══ Given records

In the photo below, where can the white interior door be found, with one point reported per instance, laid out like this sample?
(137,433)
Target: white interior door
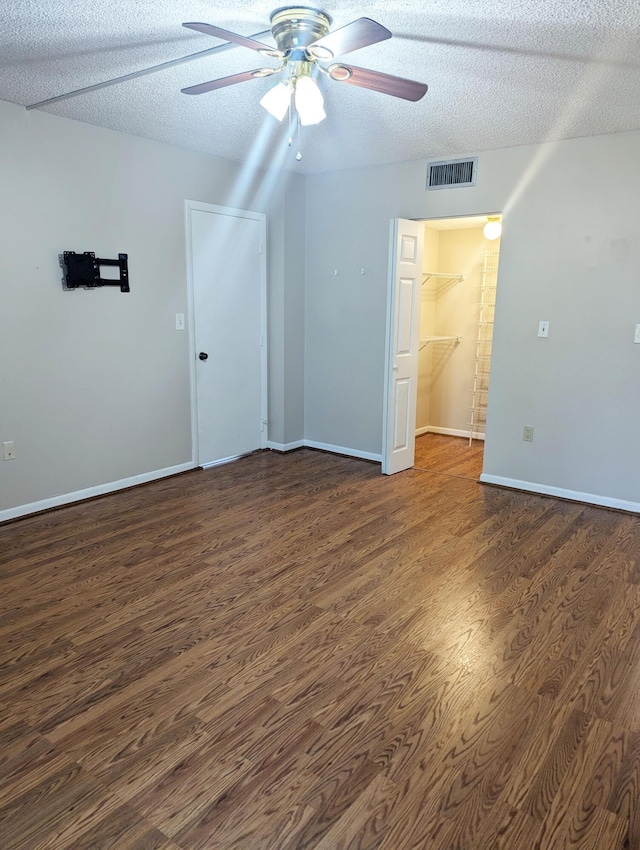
(228,311)
(403,332)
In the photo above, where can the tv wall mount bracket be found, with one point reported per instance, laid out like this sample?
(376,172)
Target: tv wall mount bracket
(84,270)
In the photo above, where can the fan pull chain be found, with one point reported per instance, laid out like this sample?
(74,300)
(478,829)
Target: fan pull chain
(298,155)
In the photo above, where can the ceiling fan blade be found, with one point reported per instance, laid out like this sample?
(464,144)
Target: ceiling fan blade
(385,83)
(227,35)
(353,36)
(221,83)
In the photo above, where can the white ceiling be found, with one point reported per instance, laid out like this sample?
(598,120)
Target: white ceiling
(500,73)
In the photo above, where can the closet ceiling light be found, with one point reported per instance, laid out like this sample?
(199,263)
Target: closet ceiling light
(493,227)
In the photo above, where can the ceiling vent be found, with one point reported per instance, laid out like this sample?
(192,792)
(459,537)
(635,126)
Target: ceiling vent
(452,172)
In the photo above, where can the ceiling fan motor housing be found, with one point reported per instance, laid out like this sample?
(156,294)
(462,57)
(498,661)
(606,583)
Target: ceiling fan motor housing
(294,28)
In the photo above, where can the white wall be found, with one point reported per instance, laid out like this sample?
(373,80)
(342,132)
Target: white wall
(94,385)
(570,253)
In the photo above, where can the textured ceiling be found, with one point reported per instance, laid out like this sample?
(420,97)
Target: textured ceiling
(500,73)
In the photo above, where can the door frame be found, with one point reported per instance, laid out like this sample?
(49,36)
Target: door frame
(386,432)
(235,213)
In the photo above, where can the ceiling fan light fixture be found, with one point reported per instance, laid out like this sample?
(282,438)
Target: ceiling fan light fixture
(276,100)
(309,101)
(340,72)
(493,228)
(319,52)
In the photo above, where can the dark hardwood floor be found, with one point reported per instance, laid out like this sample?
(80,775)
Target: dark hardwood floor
(294,651)
(449,455)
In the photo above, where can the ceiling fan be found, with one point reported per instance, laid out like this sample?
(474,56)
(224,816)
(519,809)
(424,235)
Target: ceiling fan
(305,46)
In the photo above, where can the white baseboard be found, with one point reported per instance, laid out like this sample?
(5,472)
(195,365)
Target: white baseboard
(285,447)
(449,432)
(92,492)
(561,493)
(222,461)
(341,450)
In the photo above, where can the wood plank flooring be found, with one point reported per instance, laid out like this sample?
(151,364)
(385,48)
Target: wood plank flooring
(294,651)
(449,455)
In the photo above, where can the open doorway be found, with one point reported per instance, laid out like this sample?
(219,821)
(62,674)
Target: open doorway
(458,295)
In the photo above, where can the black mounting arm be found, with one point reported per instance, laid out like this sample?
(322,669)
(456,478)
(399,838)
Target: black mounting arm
(84,270)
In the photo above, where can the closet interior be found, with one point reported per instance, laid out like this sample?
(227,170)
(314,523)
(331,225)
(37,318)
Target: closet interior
(458,295)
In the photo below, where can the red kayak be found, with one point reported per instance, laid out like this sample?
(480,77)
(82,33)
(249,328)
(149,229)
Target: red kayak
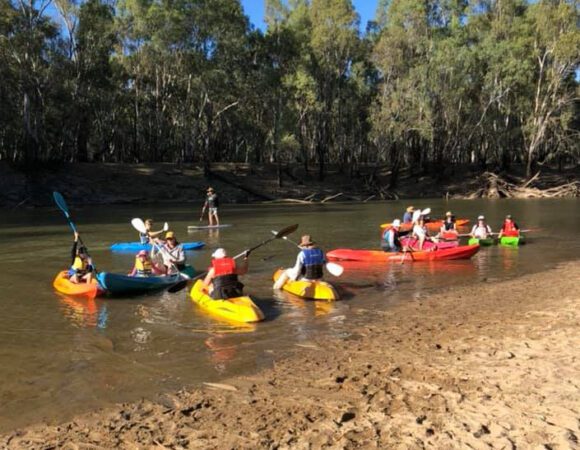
(428,245)
(378,256)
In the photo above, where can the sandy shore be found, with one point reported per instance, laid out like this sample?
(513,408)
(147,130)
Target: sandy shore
(487,366)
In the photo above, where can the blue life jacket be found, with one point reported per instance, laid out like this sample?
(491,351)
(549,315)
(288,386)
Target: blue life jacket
(313,263)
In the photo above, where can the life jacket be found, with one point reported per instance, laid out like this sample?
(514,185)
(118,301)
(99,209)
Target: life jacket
(313,263)
(225,281)
(509,228)
(80,266)
(143,268)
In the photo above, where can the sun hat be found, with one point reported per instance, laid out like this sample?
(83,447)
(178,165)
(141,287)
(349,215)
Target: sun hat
(219,253)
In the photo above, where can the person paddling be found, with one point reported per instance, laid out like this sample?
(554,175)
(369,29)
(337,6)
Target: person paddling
(481,230)
(222,277)
(509,228)
(408,216)
(82,268)
(391,237)
(309,263)
(171,252)
(144,237)
(144,266)
(212,205)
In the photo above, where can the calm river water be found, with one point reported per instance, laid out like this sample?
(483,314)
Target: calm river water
(60,356)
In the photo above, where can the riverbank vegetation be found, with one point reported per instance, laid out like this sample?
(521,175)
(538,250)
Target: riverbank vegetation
(427,85)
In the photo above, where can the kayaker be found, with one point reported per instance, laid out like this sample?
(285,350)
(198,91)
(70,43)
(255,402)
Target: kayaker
(144,266)
(82,269)
(144,237)
(172,253)
(408,216)
(391,237)
(481,230)
(222,276)
(509,228)
(309,263)
(420,231)
(211,204)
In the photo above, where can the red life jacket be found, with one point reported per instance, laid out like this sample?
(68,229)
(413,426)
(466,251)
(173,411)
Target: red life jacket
(223,266)
(509,228)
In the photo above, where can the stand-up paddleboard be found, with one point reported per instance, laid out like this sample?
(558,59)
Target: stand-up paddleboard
(207,227)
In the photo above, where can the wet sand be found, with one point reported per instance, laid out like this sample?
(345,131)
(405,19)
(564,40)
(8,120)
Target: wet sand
(494,365)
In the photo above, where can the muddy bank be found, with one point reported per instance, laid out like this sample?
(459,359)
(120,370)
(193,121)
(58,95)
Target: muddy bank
(245,183)
(494,365)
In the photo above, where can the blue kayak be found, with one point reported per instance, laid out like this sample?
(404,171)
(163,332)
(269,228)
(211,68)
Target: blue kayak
(137,246)
(117,284)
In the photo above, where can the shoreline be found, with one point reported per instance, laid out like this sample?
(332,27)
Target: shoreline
(493,364)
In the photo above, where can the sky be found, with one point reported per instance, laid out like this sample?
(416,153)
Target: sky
(255,10)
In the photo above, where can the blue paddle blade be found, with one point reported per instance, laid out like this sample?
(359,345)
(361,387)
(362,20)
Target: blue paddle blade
(59,200)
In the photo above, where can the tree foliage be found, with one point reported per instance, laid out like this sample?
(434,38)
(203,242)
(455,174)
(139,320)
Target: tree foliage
(428,85)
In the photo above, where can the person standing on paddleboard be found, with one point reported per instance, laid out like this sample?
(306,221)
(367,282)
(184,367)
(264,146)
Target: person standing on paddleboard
(309,263)
(211,204)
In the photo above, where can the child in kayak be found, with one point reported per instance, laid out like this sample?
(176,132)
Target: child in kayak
(82,269)
(222,277)
(144,266)
(172,253)
(391,237)
(144,237)
(481,230)
(509,228)
(309,263)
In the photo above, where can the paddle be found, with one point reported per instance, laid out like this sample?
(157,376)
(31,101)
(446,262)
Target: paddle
(61,203)
(139,225)
(334,269)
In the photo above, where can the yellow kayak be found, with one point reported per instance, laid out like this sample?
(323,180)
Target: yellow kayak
(238,309)
(314,290)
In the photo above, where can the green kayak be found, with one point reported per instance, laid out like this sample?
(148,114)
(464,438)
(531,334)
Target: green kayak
(483,242)
(512,241)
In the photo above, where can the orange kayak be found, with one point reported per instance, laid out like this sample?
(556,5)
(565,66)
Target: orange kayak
(63,285)
(378,256)
(433,225)
(313,290)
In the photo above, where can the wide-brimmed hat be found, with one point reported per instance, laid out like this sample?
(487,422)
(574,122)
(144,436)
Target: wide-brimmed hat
(219,253)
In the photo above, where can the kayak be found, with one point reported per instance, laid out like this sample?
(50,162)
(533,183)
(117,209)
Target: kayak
(433,225)
(238,309)
(512,241)
(118,284)
(378,256)
(314,290)
(483,242)
(63,285)
(428,245)
(207,227)
(137,246)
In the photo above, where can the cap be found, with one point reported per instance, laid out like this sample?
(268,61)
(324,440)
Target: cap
(219,253)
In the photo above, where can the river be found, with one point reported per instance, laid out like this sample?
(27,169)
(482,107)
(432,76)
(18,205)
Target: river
(61,356)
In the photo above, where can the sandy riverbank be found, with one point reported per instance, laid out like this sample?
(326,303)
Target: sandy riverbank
(493,365)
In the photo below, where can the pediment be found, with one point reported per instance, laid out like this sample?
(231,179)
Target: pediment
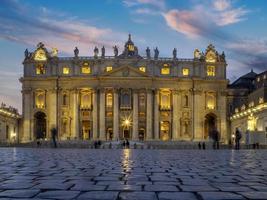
(125,72)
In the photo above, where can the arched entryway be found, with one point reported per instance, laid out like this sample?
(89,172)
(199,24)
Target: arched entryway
(40,125)
(164,130)
(210,123)
(141,134)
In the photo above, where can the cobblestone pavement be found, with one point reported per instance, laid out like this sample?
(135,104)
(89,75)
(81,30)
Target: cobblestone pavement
(132,174)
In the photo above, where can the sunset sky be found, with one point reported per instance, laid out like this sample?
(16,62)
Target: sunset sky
(238,27)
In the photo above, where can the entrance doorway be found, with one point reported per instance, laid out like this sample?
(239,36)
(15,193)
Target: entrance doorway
(210,123)
(164,130)
(141,134)
(40,125)
(86,129)
(126,134)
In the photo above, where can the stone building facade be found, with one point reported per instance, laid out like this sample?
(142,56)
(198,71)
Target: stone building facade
(9,124)
(247,100)
(124,96)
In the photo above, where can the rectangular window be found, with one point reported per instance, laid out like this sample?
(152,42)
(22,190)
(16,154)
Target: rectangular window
(142,69)
(66,70)
(165,70)
(86,70)
(40,69)
(185,71)
(108,68)
(211,71)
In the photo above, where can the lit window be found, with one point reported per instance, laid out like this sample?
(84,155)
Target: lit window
(40,99)
(86,97)
(86,69)
(109,100)
(109,68)
(210,70)
(210,101)
(142,69)
(66,70)
(40,69)
(165,99)
(185,71)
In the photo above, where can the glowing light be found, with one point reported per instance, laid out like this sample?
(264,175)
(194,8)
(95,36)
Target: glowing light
(185,71)
(210,70)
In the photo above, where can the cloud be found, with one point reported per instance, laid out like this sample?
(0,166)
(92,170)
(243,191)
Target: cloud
(221,5)
(202,19)
(154,3)
(25,25)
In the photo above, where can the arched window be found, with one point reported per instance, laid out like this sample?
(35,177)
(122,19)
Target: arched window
(125,99)
(65,99)
(165,99)
(40,99)
(210,101)
(185,101)
(109,100)
(86,99)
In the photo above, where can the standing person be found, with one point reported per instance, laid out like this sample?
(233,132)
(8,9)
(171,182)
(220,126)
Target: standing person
(215,135)
(54,135)
(238,137)
(247,139)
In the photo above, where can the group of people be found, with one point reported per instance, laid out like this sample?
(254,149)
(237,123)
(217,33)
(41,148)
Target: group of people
(126,144)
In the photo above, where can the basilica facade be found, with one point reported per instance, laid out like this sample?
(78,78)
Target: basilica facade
(126,95)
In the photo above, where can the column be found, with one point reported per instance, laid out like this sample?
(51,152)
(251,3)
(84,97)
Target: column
(75,116)
(26,115)
(115,115)
(135,115)
(102,116)
(149,115)
(174,115)
(95,117)
(156,115)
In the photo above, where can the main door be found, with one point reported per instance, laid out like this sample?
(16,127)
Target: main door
(40,125)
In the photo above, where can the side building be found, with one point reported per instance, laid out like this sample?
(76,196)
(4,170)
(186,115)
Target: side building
(124,96)
(247,100)
(9,124)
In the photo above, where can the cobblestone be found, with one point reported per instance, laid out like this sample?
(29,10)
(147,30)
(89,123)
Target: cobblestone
(132,174)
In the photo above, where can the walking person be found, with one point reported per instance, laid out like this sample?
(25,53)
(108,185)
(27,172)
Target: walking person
(238,137)
(54,135)
(215,135)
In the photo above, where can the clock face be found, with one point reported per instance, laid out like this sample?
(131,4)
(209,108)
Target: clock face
(40,55)
(210,57)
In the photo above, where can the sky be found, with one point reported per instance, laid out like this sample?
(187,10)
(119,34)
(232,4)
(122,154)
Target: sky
(237,27)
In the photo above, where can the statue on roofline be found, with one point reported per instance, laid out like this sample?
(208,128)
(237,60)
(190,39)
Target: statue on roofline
(156,53)
(116,51)
(96,52)
(148,52)
(76,52)
(174,53)
(103,52)
(26,53)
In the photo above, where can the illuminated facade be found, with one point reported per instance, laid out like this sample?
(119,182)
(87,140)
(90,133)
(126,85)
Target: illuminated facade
(124,96)
(9,124)
(247,100)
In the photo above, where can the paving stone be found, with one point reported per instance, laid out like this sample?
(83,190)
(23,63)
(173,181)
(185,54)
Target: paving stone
(161,188)
(104,195)
(58,194)
(176,196)
(220,196)
(197,188)
(138,196)
(124,187)
(105,173)
(85,187)
(254,195)
(19,193)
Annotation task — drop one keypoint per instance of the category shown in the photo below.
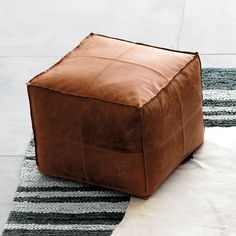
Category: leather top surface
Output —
(114, 70)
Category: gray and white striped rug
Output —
(46, 205)
(219, 93)
(49, 206)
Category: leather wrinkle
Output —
(89, 146)
(128, 62)
(108, 65)
(178, 130)
(181, 107)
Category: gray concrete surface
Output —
(35, 34)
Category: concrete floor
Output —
(35, 34)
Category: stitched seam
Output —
(128, 62)
(178, 130)
(181, 107)
(104, 69)
(90, 146)
(168, 84)
(143, 44)
(144, 159)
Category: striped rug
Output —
(49, 206)
(219, 93)
(46, 205)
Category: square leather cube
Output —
(117, 114)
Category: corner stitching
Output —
(141, 113)
(168, 84)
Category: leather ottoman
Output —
(117, 114)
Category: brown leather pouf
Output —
(117, 114)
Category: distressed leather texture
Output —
(117, 114)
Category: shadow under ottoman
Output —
(117, 114)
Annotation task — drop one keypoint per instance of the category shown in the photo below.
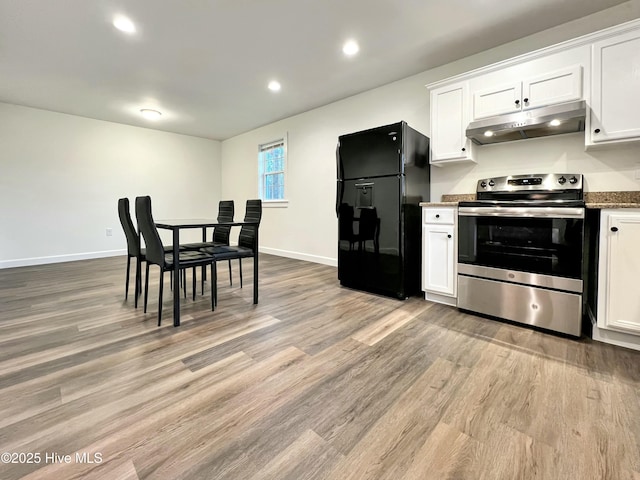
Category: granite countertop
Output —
(598, 200)
(450, 200)
(594, 200)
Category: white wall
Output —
(61, 176)
(307, 229)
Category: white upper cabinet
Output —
(449, 120)
(559, 86)
(549, 88)
(615, 98)
(497, 100)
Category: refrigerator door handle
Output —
(340, 183)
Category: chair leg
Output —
(126, 285)
(184, 281)
(146, 286)
(138, 280)
(160, 297)
(213, 287)
(193, 283)
(214, 279)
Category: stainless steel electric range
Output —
(520, 250)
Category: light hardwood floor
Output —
(315, 382)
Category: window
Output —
(272, 170)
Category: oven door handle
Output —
(528, 212)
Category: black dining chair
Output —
(156, 255)
(246, 247)
(133, 247)
(221, 233)
(134, 250)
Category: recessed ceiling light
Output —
(350, 48)
(274, 86)
(124, 24)
(150, 114)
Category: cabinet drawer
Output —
(444, 216)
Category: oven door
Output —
(542, 240)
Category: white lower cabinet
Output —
(439, 252)
(618, 305)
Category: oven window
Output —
(551, 246)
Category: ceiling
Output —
(205, 64)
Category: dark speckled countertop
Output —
(596, 200)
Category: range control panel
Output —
(546, 182)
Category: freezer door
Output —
(371, 153)
(370, 236)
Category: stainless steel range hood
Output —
(537, 122)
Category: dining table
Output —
(175, 225)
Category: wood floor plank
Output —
(315, 382)
(309, 457)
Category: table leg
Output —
(176, 277)
(255, 269)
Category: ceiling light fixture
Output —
(274, 86)
(124, 24)
(350, 48)
(150, 114)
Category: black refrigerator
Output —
(383, 175)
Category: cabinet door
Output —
(497, 100)
(615, 102)
(438, 257)
(621, 234)
(549, 88)
(449, 120)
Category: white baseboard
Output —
(300, 256)
(26, 262)
(438, 298)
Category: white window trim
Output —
(280, 203)
(275, 203)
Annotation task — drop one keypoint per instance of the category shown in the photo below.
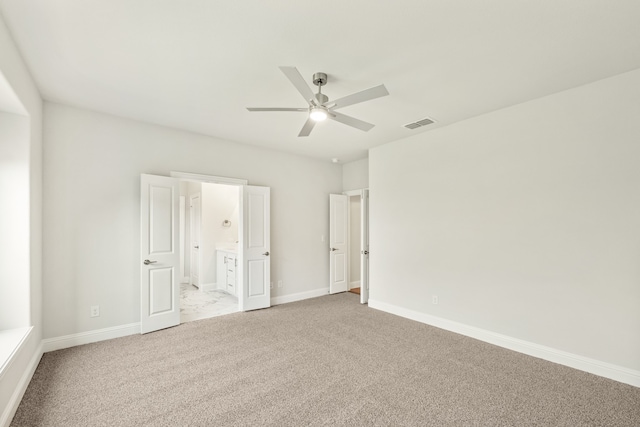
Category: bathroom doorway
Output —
(358, 243)
(210, 232)
(163, 267)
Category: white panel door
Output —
(256, 243)
(159, 253)
(195, 220)
(338, 235)
(364, 247)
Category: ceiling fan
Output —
(320, 108)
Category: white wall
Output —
(524, 222)
(355, 175)
(91, 204)
(354, 239)
(14, 221)
(17, 76)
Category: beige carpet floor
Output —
(325, 361)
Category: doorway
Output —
(349, 243)
(160, 248)
(210, 231)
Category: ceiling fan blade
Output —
(365, 95)
(297, 80)
(350, 121)
(277, 109)
(307, 128)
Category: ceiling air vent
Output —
(419, 123)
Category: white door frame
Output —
(338, 243)
(195, 260)
(364, 231)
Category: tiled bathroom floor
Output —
(196, 304)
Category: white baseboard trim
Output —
(299, 296)
(596, 367)
(58, 343)
(18, 393)
(208, 286)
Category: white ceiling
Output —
(195, 65)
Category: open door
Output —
(364, 248)
(159, 253)
(338, 221)
(255, 237)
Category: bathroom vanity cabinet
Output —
(227, 265)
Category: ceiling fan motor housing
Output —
(320, 79)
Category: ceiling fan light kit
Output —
(320, 108)
(318, 114)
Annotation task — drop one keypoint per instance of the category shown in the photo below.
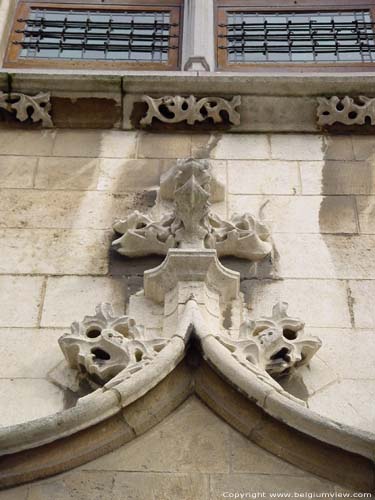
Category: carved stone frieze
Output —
(347, 110)
(276, 344)
(176, 109)
(104, 345)
(192, 224)
(35, 107)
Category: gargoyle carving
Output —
(35, 107)
(175, 109)
(277, 344)
(104, 345)
(192, 224)
(347, 111)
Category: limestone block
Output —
(297, 147)
(338, 177)
(96, 485)
(300, 214)
(17, 172)
(263, 177)
(95, 144)
(164, 145)
(60, 209)
(79, 295)
(325, 256)
(339, 147)
(119, 175)
(321, 303)
(28, 399)
(67, 173)
(29, 353)
(21, 300)
(248, 458)
(194, 440)
(27, 142)
(54, 251)
(362, 293)
(364, 147)
(242, 147)
(349, 402)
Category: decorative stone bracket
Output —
(347, 111)
(35, 107)
(176, 109)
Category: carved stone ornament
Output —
(35, 107)
(176, 109)
(277, 344)
(347, 110)
(104, 345)
(192, 224)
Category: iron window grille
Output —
(285, 36)
(92, 35)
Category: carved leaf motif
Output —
(35, 107)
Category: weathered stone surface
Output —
(194, 440)
(248, 458)
(349, 402)
(337, 177)
(300, 214)
(331, 310)
(364, 147)
(351, 345)
(26, 142)
(297, 147)
(28, 353)
(325, 256)
(242, 147)
(54, 251)
(60, 209)
(95, 144)
(21, 298)
(115, 485)
(339, 147)
(248, 484)
(164, 145)
(362, 293)
(16, 172)
(69, 298)
(263, 177)
(28, 399)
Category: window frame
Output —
(221, 6)
(175, 7)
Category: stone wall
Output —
(61, 191)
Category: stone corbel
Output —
(26, 107)
(346, 110)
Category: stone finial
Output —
(192, 224)
(35, 107)
(104, 345)
(276, 344)
(176, 109)
(346, 111)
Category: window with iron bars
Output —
(298, 33)
(111, 35)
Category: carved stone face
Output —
(276, 345)
(102, 346)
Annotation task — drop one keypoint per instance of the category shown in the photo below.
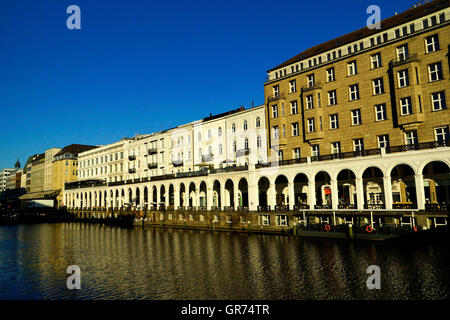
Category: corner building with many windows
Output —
(354, 129)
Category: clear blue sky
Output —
(142, 66)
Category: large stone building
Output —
(357, 124)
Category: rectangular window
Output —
(311, 125)
(432, 43)
(334, 124)
(406, 106)
(265, 220)
(435, 71)
(354, 92)
(332, 100)
(294, 109)
(309, 102)
(351, 68)
(383, 141)
(276, 91)
(411, 137)
(315, 151)
(295, 129)
(310, 81)
(441, 134)
(274, 111)
(438, 101)
(276, 134)
(375, 60)
(380, 112)
(403, 78)
(330, 75)
(292, 86)
(335, 147)
(402, 52)
(358, 145)
(282, 221)
(356, 117)
(378, 87)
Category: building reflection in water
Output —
(157, 263)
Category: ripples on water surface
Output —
(155, 263)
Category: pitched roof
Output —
(399, 19)
(75, 149)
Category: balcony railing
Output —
(152, 151)
(418, 146)
(316, 85)
(207, 157)
(400, 61)
(276, 97)
(152, 165)
(177, 163)
(242, 152)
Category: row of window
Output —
(441, 134)
(100, 160)
(402, 52)
(399, 32)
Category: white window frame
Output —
(440, 101)
(378, 86)
(356, 115)
(354, 92)
(407, 105)
(437, 71)
(381, 112)
(294, 107)
(375, 60)
(334, 121)
(351, 68)
(383, 140)
(311, 125)
(403, 78)
(332, 98)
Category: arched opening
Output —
(229, 193)
(182, 195)
(154, 197)
(301, 190)
(323, 190)
(145, 204)
(216, 194)
(171, 195)
(162, 196)
(263, 188)
(373, 188)
(281, 191)
(403, 187)
(436, 180)
(243, 193)
(202, 195)
(192, 202)
(346, 189)
(138, 197)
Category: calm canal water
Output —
(155, 263)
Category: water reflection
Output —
(158, 263)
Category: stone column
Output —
(312, 194)
(360, 193)
(291, 195)
(420, 191)
(334, 194)
(387, 184)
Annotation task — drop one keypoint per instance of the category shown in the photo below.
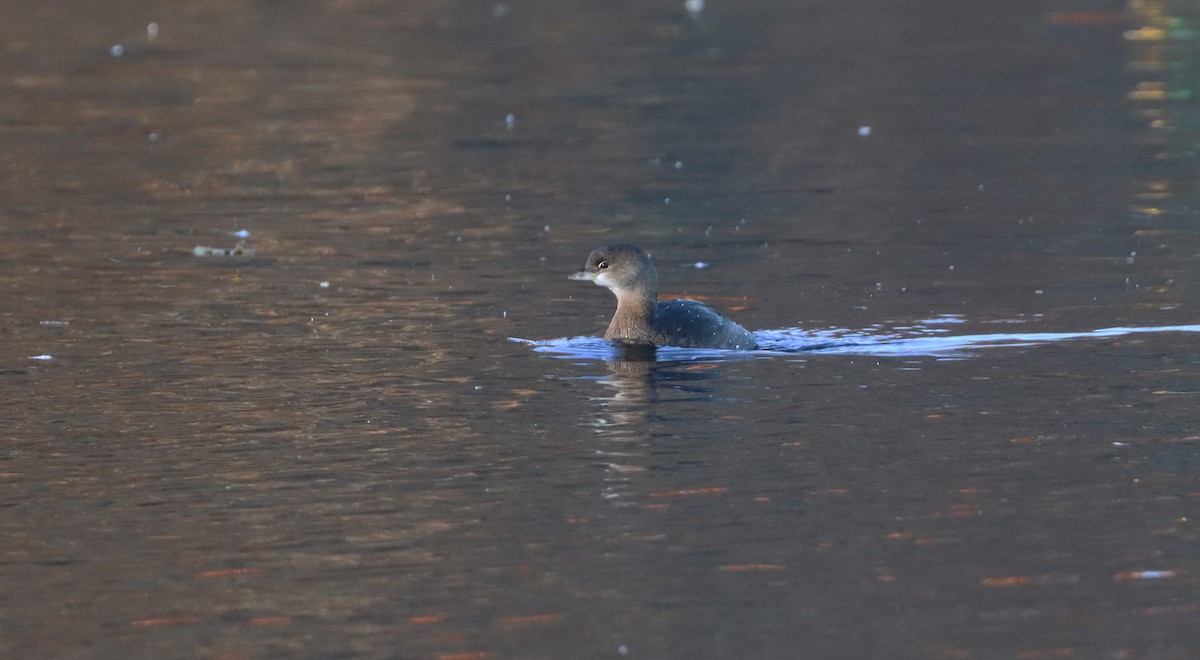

════

_Problem details:_ From the records above, extract every line that contains the string "light", copying each such line in full.

_Solution for this exercise:_
In the photo above, where can the closet ceiling light be found, with one point reported per instance, laid out like this sample?
Target: closet ceiling light
In the photo above, where can the ceiling fan light fixture be found, with one point reported per instance, laid out like this sample?
Target: ceiling fan light fixture
In the photo above, where can the glowing light be found, with one point reported per instance, laid out like this sample?
Target: glowing light
Category: light hardwood floor
Category: recessed ceiling light
Category: ceiling light fixture
Category: ceiling fan light kit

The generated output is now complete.